(Source excerpt)
-------
A student guesses on every question of a five-question multiple-choice quiz. Most people would say, "You will probably do badly." But probability can say much more than that. It can predict how often the student gets exactly \(0\), \(1\), \(2\), \(3\), \(4\), or \(5\) answers correct, and it can even predict the student's average score over many repeated quizzes. That is the power of probability distributions and expected value: they turn uncertainty into something we can analyze, compare, and use to make decisions.
These ideas are especially useful when outcomes have different values attached to them. A test score, a game prize, an insurance payment, or a business decision all involve uncertain results. When we build a probability distribution, we describe all possible values of a random variable and the probability of each one. When we compute expected value, we find the long-run average result if the same situation were repeated many times.
In everyday life, people often focus on what is possible. Mathematics asks a sharper question: what is likely, and what is the average result over time? A probability distribution answers that question for a discrete situation by listing each possible value and its probability.
Suppose a game pays different prizes depending on the number rolled on a die. Or suppose a grading system gives points for correct answers and penalties for wrong ones. You should not judge the system by only one possible outcome. You should judge it by the full distribution and by the expected value.
-------
(Records)
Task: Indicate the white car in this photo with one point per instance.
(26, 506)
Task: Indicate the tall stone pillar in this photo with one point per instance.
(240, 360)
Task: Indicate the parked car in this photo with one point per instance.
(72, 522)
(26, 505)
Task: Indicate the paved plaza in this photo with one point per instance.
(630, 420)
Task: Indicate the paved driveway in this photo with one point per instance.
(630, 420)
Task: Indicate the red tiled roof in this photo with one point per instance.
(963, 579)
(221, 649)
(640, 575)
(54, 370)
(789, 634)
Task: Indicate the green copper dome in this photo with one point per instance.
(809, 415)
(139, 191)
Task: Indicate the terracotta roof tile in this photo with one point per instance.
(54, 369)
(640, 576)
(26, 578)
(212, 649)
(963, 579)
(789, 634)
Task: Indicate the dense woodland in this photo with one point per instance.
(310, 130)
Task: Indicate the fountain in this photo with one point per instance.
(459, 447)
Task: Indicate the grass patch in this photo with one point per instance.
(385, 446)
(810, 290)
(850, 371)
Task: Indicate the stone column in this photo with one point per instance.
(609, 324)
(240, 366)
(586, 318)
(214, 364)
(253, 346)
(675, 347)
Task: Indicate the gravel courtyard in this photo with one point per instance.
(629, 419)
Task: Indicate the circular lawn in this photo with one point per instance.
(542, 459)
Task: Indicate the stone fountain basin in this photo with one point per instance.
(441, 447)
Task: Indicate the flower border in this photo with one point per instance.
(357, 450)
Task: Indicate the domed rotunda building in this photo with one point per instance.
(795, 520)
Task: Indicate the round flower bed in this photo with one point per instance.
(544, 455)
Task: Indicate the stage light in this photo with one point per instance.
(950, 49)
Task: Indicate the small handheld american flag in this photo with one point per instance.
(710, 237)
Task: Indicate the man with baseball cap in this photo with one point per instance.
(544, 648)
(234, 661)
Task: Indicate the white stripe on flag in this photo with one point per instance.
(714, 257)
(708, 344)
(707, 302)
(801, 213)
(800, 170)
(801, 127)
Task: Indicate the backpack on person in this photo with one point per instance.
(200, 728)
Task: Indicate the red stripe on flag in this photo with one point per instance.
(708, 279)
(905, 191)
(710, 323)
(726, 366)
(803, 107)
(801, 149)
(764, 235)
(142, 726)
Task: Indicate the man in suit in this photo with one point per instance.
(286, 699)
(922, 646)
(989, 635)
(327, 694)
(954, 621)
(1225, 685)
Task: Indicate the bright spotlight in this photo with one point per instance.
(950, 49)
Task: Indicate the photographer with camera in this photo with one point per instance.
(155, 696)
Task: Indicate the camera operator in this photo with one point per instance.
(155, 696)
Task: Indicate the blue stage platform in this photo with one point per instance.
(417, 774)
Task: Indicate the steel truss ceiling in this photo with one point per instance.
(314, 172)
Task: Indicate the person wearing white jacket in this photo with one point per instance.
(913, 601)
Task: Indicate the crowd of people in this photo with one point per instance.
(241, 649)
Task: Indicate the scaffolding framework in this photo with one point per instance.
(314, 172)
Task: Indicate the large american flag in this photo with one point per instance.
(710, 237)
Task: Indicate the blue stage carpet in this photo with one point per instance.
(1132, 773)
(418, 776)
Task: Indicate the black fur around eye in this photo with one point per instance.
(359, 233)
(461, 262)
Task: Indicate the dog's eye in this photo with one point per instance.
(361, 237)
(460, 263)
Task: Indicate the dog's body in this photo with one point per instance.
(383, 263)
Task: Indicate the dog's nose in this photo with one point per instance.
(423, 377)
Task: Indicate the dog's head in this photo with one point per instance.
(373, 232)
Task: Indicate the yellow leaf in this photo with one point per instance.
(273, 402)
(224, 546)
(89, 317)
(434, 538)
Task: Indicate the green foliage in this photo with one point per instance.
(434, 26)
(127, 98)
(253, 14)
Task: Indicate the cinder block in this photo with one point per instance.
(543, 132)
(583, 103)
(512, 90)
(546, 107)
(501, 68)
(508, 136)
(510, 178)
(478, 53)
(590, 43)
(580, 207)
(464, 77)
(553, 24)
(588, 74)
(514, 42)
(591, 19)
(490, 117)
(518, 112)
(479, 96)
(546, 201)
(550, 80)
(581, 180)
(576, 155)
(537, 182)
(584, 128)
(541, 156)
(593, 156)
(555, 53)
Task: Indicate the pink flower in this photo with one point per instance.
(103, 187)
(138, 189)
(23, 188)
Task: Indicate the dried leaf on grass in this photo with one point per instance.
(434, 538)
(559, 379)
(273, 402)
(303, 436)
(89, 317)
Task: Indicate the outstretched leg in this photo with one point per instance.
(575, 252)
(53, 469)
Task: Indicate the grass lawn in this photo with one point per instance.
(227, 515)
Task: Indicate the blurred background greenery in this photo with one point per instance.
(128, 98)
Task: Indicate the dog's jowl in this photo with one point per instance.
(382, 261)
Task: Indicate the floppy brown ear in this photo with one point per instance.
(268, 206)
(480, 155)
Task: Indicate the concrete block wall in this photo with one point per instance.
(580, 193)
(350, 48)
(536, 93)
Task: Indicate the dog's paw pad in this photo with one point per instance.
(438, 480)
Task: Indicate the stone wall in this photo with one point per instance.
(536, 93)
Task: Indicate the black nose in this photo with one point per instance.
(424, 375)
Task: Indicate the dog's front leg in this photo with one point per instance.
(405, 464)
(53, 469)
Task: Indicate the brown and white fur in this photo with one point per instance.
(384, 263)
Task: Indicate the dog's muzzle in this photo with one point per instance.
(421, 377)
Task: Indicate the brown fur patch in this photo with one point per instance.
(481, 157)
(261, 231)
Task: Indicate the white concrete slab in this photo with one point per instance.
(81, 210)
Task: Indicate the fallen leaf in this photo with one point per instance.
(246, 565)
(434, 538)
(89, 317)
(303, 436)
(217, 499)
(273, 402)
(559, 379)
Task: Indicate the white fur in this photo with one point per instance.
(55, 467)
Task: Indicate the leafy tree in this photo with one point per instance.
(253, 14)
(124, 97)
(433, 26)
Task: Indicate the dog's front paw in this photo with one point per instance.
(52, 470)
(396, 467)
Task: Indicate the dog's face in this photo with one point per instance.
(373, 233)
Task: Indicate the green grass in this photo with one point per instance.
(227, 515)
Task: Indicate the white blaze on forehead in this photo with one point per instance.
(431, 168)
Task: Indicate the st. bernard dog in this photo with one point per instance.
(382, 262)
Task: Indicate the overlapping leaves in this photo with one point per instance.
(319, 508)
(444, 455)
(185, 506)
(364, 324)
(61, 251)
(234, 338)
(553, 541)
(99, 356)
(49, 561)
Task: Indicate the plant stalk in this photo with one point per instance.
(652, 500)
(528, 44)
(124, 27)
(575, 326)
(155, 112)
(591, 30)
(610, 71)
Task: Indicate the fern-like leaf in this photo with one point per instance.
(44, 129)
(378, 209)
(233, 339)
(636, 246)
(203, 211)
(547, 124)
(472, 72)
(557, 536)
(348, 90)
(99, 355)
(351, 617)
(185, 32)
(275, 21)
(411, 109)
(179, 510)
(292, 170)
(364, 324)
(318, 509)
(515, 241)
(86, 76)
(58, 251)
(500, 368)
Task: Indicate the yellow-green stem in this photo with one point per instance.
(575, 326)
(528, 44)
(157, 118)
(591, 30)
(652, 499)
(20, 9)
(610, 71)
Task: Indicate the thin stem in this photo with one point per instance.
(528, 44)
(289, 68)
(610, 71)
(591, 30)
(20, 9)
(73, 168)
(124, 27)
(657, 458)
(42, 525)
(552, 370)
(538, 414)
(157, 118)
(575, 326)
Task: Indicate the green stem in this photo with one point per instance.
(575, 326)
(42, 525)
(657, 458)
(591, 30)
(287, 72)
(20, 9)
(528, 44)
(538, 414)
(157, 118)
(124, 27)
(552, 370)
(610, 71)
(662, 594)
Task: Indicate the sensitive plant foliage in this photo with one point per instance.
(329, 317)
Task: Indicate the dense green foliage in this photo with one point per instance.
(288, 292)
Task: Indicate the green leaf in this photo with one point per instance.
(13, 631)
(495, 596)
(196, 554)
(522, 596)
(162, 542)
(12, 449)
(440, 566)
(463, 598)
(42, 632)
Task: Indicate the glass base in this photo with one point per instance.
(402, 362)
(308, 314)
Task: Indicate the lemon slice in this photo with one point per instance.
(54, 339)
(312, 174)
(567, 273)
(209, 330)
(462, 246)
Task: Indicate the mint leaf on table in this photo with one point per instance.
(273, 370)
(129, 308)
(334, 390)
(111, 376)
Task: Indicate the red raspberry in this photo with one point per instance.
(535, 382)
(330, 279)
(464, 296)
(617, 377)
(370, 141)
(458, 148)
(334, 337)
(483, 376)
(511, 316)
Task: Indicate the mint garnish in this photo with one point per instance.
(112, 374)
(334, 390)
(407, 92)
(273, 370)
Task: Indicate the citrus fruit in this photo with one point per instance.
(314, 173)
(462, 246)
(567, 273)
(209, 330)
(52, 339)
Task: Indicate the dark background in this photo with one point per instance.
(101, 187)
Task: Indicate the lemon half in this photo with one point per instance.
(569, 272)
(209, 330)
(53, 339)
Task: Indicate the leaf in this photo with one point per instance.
-------
(Exercise directions) The probability text names several things that "all involve uncertain results." List every one of them.

(Full answer) A test score, a game prize, an insurance payment, a business decision